## [Problem to solve]
The required output is the exact sequence of lines from the line holding "Pin the hand" to the end of the records, inclusive.

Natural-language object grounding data
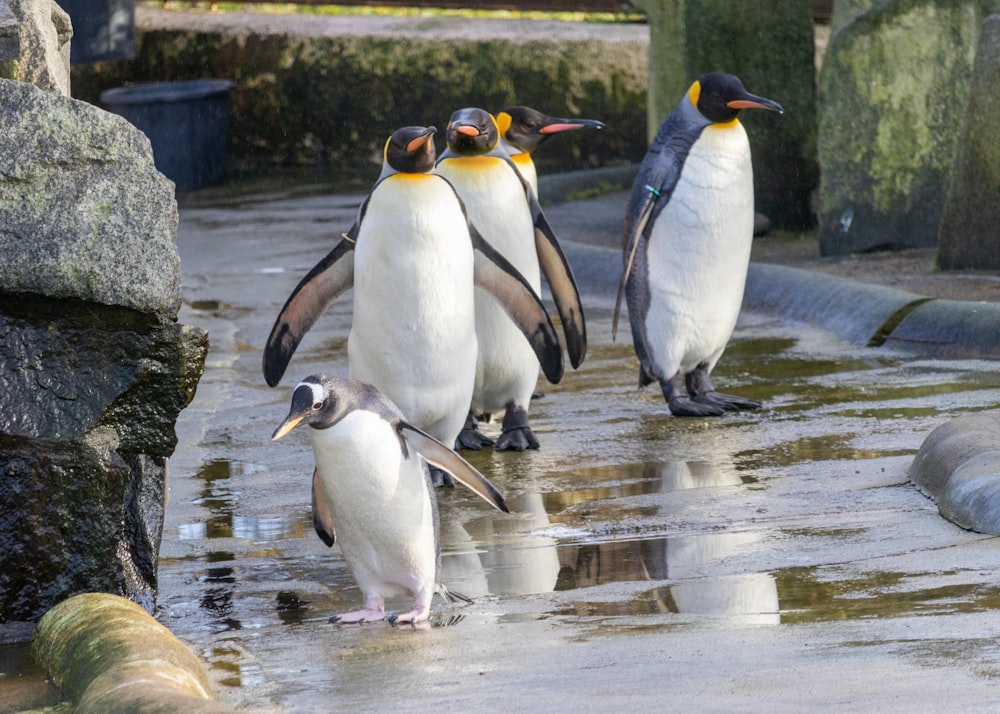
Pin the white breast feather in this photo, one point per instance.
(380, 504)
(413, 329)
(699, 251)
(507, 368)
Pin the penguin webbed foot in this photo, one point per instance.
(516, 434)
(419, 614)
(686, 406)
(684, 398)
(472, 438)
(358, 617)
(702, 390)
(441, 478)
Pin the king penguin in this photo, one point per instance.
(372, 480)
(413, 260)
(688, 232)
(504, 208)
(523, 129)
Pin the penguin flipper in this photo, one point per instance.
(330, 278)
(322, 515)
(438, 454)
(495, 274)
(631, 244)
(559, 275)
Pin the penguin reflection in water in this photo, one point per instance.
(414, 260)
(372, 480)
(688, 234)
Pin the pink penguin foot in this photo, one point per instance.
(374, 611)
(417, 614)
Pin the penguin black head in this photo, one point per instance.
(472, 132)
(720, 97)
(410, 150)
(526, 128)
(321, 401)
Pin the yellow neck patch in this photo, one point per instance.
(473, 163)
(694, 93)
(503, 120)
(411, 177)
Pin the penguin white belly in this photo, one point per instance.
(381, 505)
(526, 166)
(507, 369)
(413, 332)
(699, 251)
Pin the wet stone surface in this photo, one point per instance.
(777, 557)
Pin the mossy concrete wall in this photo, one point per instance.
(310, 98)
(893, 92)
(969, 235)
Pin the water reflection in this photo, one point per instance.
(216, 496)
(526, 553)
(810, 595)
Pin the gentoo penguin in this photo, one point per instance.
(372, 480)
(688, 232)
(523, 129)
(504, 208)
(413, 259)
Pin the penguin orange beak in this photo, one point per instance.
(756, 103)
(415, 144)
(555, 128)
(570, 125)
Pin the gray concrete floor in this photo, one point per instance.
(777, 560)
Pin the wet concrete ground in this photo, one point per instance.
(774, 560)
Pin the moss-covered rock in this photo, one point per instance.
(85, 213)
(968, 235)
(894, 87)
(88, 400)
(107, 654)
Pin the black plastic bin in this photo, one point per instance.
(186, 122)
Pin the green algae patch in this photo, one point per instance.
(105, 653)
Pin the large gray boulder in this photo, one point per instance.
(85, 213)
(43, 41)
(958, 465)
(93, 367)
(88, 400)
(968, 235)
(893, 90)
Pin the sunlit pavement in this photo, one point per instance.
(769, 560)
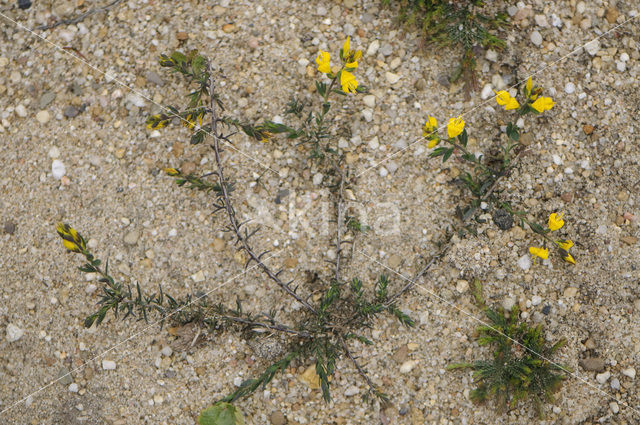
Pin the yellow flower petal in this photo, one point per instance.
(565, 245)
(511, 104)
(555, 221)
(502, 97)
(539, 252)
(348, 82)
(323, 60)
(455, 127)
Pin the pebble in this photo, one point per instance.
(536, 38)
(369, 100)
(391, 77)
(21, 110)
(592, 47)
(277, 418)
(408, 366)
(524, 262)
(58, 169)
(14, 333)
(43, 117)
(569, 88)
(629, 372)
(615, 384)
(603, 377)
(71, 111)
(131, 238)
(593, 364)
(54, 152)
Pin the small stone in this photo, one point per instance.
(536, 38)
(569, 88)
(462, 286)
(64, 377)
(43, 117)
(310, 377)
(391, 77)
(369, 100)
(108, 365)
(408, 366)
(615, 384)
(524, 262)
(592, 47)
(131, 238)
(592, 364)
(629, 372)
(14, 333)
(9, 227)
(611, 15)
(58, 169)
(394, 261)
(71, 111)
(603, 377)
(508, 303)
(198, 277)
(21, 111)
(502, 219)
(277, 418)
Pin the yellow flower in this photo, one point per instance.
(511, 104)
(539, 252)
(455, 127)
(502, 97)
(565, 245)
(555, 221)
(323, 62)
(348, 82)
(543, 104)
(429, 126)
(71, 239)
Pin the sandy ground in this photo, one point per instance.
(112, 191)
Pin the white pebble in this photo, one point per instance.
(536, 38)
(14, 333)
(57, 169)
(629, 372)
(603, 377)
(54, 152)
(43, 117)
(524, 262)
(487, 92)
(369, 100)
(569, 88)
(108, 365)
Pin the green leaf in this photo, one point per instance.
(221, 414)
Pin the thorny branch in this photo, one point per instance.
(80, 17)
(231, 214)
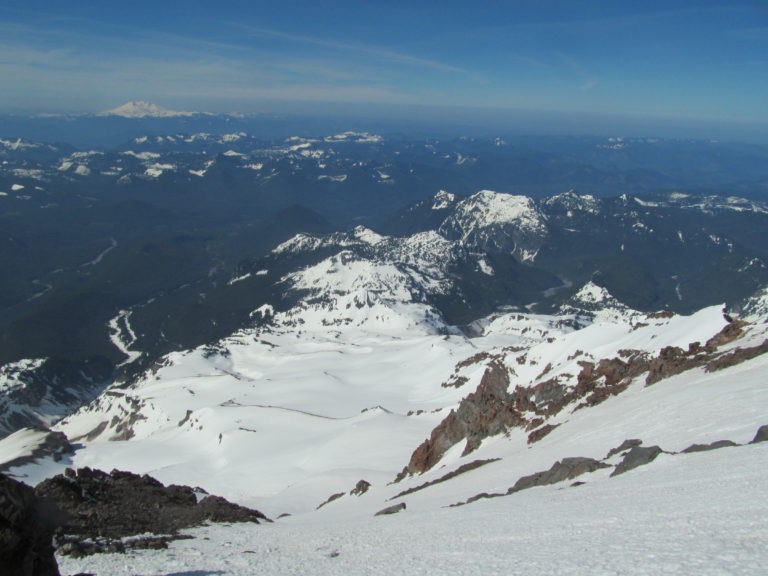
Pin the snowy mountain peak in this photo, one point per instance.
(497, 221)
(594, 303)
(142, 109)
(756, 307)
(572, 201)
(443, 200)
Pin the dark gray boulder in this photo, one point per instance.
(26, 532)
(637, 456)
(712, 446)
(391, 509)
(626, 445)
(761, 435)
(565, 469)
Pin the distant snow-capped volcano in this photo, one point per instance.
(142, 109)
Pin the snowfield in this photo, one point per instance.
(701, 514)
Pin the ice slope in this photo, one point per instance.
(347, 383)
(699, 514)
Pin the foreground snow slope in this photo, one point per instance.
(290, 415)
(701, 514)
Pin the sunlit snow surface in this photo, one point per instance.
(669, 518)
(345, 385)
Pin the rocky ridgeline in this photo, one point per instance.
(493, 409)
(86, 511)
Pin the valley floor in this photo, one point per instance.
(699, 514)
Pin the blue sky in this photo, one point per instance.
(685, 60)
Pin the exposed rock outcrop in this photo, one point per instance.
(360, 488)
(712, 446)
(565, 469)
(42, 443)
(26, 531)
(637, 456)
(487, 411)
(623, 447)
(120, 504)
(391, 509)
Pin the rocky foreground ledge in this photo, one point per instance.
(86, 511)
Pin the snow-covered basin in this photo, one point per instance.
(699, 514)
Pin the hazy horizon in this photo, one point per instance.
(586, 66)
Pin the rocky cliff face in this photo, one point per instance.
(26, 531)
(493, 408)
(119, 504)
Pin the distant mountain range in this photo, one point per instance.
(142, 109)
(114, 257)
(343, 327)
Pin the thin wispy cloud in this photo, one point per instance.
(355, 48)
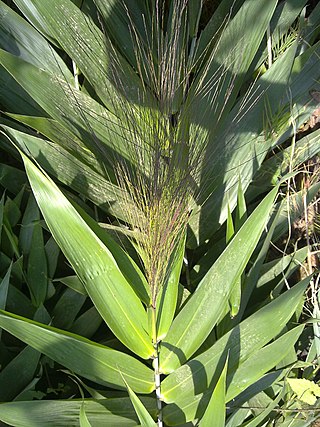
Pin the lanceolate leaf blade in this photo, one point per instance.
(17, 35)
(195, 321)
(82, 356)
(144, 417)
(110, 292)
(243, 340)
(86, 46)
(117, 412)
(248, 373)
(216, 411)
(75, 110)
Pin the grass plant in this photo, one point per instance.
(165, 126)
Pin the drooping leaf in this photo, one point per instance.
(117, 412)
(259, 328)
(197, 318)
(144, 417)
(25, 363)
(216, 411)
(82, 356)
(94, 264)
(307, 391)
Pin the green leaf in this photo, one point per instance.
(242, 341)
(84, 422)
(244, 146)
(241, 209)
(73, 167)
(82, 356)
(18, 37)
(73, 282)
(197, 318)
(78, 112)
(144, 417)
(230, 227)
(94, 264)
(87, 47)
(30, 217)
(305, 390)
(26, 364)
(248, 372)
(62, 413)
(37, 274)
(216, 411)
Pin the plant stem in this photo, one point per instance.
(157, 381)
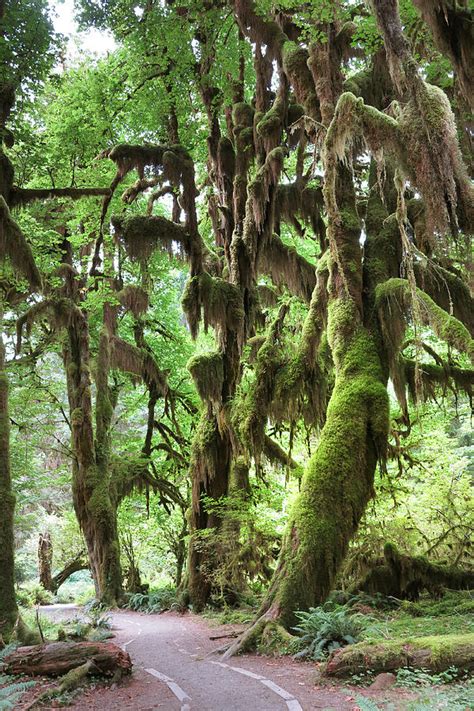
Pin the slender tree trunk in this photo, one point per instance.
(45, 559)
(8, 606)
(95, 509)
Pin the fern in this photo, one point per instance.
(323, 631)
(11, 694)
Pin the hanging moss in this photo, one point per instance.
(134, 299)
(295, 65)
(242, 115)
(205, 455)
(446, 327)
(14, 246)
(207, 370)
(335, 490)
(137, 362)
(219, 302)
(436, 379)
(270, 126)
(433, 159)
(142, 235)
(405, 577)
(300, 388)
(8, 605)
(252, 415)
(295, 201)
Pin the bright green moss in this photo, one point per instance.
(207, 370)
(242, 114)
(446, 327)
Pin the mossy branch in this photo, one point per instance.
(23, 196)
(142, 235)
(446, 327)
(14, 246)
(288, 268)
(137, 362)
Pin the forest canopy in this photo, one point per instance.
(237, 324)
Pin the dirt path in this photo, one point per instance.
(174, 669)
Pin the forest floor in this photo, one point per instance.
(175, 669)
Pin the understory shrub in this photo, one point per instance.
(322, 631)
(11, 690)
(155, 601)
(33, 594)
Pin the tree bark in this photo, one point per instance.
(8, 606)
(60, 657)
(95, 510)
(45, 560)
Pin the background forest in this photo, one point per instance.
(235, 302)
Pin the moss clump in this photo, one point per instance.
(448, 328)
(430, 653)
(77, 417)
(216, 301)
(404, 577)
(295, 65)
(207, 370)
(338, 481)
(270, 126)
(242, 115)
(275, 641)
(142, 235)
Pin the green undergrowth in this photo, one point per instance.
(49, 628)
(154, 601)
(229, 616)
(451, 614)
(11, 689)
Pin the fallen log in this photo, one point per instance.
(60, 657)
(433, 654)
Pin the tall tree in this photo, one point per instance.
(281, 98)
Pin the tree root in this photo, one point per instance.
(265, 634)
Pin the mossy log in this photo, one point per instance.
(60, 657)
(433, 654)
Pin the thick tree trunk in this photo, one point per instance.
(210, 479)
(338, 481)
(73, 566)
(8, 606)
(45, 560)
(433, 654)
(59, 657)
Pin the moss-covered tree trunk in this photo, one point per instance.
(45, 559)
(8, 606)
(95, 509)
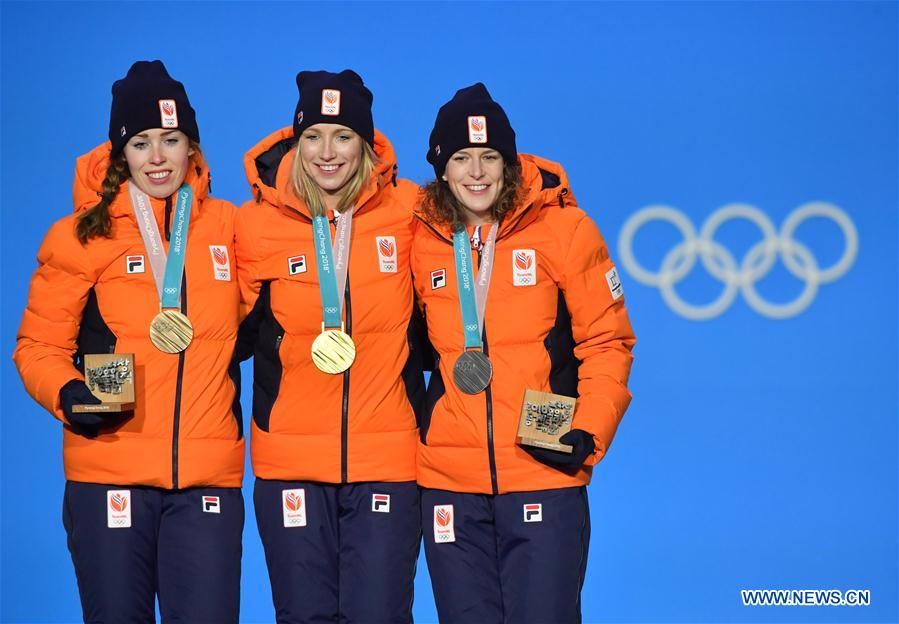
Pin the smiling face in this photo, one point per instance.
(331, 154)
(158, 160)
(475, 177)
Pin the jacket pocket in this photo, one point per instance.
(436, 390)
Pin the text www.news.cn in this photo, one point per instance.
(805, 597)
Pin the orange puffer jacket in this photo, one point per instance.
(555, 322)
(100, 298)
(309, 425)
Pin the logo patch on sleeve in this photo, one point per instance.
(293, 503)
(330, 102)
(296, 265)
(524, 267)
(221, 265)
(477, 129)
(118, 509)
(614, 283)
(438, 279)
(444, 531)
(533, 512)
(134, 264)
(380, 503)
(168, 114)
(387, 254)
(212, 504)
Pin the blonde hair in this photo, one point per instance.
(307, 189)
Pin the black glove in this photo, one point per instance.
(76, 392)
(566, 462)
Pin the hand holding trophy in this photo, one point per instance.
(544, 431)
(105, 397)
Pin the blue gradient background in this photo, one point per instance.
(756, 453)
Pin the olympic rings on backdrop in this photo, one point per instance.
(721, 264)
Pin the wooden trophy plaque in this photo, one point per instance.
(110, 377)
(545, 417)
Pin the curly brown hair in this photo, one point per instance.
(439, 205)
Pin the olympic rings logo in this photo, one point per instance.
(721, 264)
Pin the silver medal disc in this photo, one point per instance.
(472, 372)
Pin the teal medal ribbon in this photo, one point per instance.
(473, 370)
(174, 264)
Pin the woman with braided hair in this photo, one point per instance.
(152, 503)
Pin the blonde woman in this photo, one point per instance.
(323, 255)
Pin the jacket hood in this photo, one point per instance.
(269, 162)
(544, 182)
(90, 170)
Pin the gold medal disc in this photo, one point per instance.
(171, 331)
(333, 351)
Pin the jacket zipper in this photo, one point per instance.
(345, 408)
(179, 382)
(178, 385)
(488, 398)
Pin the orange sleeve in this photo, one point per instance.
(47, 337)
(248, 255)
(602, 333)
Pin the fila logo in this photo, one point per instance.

## [Result of the exercise]
Pin the hand holding trophy in this photo, one point per instance.
(544, 431)
(105, 397)
Pin the blue gradient background in this photo, one point per instance.
(756, 453)
Pin the olympic rings on backdrop in this photo, one point per instance.
(721, 264)
Pin the wooden trophy plaque in this photo, one point per instance.
(110, 377)
(545, 417)
Pin the curly brown hair in this photo, one point per instance.
(439, 205)
Pin the olympic rings logo in this photo, one point per instance.
(721, 264)
Pin the silver medal disc in this photo, one point per instance.
(472, 372)
Pin the teal medal ribbon in this photo, one point per instance.
(473, 370)
(174, 264)
Pin the woman with braided hair in this photo, one point per instance.
(152, 503)
Pin the blonde woman in this photo, one point per instance.
(323, 255)
Pin the jacket hood in this photo, one point per instance.
(269, 162)
(544, 182)
(90, 170)
Pin the gold medal disc in this photo, one point per instance.
(171, 331)
(333, 351)
Pin the jacket zipper in this photo, one point per instance.
(345, 408)
(179, 382)
(178, 385)
(488, 398)
Pin the orange sleeve in this photo, one point per instance.
(47, 337)
(248, 255)
(602, 333)
Pin the fila logo in this photo, one point per instance.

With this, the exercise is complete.